start Source material

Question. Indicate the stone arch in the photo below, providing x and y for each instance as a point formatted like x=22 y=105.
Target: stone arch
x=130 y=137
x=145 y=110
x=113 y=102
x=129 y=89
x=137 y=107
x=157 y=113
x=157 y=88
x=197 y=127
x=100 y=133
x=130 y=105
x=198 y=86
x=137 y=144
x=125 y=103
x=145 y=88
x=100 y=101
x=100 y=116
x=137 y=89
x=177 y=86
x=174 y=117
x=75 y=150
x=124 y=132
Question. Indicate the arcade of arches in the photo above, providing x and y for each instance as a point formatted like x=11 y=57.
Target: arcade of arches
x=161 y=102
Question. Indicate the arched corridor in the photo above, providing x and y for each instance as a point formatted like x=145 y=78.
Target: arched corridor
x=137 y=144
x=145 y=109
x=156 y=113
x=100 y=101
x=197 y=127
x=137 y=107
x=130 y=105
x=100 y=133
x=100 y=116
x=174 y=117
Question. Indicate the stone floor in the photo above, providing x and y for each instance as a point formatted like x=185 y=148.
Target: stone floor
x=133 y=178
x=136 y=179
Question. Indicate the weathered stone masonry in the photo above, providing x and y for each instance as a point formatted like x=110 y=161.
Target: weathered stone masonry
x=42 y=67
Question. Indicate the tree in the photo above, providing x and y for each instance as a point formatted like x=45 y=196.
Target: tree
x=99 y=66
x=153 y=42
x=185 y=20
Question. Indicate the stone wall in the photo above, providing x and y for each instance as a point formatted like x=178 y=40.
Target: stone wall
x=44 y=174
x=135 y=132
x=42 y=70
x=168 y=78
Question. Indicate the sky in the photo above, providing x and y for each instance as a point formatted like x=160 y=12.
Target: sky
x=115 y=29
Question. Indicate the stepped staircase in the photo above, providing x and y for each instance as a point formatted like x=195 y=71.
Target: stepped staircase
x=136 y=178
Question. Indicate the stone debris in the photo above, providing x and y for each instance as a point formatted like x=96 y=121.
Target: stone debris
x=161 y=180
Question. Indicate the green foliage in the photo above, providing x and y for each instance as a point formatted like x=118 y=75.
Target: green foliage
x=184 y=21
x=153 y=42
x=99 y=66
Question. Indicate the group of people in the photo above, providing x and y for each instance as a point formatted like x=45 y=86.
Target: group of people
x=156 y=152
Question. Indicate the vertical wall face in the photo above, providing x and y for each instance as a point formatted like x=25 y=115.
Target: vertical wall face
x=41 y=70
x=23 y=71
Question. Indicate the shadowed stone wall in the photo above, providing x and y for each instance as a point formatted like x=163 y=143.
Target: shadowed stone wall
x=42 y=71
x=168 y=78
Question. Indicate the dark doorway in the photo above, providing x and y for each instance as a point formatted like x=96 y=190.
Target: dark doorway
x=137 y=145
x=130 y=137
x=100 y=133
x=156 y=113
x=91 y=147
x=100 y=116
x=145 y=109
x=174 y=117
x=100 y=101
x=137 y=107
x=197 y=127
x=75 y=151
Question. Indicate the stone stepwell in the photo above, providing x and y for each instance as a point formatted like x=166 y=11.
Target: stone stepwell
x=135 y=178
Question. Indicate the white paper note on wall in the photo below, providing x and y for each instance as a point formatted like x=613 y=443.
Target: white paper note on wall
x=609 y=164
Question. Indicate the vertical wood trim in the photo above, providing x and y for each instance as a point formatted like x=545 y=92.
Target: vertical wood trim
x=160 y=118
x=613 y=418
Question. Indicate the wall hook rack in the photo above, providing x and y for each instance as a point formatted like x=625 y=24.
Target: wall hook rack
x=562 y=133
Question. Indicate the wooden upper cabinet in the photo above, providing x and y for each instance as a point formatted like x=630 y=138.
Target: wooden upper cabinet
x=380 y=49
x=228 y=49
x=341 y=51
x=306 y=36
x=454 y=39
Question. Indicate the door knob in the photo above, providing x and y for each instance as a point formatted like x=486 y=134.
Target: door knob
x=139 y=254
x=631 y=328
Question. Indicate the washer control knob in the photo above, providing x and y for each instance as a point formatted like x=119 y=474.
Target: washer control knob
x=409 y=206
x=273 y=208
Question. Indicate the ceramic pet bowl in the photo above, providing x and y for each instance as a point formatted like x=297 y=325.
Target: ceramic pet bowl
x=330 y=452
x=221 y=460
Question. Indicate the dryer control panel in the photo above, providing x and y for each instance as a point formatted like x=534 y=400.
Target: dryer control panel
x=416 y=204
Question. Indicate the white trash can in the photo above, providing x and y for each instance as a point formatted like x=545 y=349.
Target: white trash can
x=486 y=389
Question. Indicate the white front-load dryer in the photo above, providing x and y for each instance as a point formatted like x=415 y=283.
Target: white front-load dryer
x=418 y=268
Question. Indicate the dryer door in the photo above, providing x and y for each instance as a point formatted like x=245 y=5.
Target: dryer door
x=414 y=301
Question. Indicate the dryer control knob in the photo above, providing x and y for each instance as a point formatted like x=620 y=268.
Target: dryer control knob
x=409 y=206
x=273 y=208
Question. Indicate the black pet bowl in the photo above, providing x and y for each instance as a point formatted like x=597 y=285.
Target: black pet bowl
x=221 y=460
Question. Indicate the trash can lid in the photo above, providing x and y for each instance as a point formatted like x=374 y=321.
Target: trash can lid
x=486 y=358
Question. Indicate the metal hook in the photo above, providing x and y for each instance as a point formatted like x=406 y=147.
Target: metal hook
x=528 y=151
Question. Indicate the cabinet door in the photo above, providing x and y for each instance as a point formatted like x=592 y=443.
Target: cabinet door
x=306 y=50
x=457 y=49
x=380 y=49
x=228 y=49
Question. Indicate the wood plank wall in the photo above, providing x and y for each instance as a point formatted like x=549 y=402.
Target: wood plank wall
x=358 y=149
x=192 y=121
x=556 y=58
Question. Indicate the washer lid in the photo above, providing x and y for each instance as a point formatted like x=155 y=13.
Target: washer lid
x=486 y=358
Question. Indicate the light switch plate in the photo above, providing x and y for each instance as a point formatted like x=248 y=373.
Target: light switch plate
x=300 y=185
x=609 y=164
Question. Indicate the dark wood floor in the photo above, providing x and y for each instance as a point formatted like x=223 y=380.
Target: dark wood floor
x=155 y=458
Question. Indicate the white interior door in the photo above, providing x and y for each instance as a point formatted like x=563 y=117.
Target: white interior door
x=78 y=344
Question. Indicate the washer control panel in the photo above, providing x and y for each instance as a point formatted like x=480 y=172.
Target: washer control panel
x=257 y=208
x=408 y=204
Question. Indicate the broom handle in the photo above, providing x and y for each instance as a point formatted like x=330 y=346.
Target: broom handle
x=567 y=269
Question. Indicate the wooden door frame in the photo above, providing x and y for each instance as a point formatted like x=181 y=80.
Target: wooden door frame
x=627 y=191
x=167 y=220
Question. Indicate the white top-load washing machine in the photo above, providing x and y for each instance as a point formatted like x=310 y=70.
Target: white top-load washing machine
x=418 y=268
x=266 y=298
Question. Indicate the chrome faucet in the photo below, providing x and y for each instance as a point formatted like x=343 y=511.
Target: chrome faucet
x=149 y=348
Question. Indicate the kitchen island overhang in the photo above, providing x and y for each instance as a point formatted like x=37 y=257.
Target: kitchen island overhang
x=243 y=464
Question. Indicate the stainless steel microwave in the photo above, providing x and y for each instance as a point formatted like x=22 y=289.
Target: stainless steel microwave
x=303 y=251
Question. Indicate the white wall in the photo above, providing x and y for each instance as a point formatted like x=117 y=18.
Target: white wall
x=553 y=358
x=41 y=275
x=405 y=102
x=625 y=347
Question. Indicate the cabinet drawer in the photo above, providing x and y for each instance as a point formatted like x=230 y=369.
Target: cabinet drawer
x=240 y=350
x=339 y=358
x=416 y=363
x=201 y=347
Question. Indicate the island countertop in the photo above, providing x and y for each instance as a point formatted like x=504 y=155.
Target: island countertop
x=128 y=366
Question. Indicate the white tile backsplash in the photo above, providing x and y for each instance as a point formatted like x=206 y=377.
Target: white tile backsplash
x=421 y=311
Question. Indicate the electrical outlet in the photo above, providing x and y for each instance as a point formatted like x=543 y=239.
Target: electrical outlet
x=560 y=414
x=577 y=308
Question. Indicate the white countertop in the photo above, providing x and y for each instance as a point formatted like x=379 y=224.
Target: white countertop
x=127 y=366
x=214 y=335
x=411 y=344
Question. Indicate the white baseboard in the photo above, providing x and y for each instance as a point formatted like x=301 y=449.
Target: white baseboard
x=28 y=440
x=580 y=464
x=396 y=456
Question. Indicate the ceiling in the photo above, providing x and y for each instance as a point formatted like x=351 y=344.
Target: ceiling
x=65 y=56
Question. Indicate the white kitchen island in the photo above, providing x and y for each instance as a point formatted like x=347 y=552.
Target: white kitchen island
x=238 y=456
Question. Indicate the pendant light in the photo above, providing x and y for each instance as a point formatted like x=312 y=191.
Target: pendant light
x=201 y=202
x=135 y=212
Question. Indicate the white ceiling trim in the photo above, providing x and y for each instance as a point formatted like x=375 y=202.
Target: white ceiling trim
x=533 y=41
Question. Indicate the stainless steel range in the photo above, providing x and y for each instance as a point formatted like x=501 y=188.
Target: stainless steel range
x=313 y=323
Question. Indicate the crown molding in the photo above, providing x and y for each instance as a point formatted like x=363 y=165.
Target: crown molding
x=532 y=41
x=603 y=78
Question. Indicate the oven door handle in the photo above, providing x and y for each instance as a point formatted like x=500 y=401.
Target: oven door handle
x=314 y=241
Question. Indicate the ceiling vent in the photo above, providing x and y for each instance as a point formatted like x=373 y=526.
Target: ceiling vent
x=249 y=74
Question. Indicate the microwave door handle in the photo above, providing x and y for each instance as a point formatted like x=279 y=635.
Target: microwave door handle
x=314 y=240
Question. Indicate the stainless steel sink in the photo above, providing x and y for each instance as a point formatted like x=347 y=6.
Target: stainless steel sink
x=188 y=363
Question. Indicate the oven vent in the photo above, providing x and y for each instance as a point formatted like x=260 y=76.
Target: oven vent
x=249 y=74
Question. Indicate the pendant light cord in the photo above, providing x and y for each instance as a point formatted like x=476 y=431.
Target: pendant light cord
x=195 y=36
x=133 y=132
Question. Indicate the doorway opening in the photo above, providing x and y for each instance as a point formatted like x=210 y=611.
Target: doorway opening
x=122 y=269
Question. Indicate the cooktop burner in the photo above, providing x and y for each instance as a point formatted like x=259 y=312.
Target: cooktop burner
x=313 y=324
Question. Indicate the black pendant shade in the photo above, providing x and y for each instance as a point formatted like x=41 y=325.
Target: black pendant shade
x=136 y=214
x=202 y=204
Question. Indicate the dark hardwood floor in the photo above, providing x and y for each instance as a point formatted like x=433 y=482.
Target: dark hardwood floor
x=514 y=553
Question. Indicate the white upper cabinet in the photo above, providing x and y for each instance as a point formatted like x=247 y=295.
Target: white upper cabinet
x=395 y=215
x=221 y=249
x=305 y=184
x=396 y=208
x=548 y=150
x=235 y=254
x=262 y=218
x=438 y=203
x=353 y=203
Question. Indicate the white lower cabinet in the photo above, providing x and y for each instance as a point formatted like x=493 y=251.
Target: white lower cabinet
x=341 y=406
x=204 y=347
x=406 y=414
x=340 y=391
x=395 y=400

end Source material

- _Objective_
Lay out the items in the stretch from the line containing "Question. Indicate the tree" through the line containing "x=136 y=178" as a two-column CSV with the columns ask and response. Give one row per item, put each field in quotes, and replace line breaks with spaces.

- _Completed task_
ask,response
"Question. Indicate the tree in the photo above, providing x and y for each instance as a point formatted like x=45 y=196. Target: tree","x=99 y=66 x=153 y=42 x=185 y=20"
"Question. Indicate the stone wall in the photo above, providing x and y for each instance as a point formatted like x=178 y=40. Target: stone wall","x=44 y=174 x=135 y=132 x=42 y=70 x=168 y=78"
"Question. Indicate the sky in the photo above, providing x and y for each instance as a point formatted like x=160 y=12. Target: sky","x=115 y=29"
"Question. Indicate the stepped staircase in the photo above, providing x and y for each instance as a point formatted like x=195 y=71. Target: stepped staircase","x=136 y=178"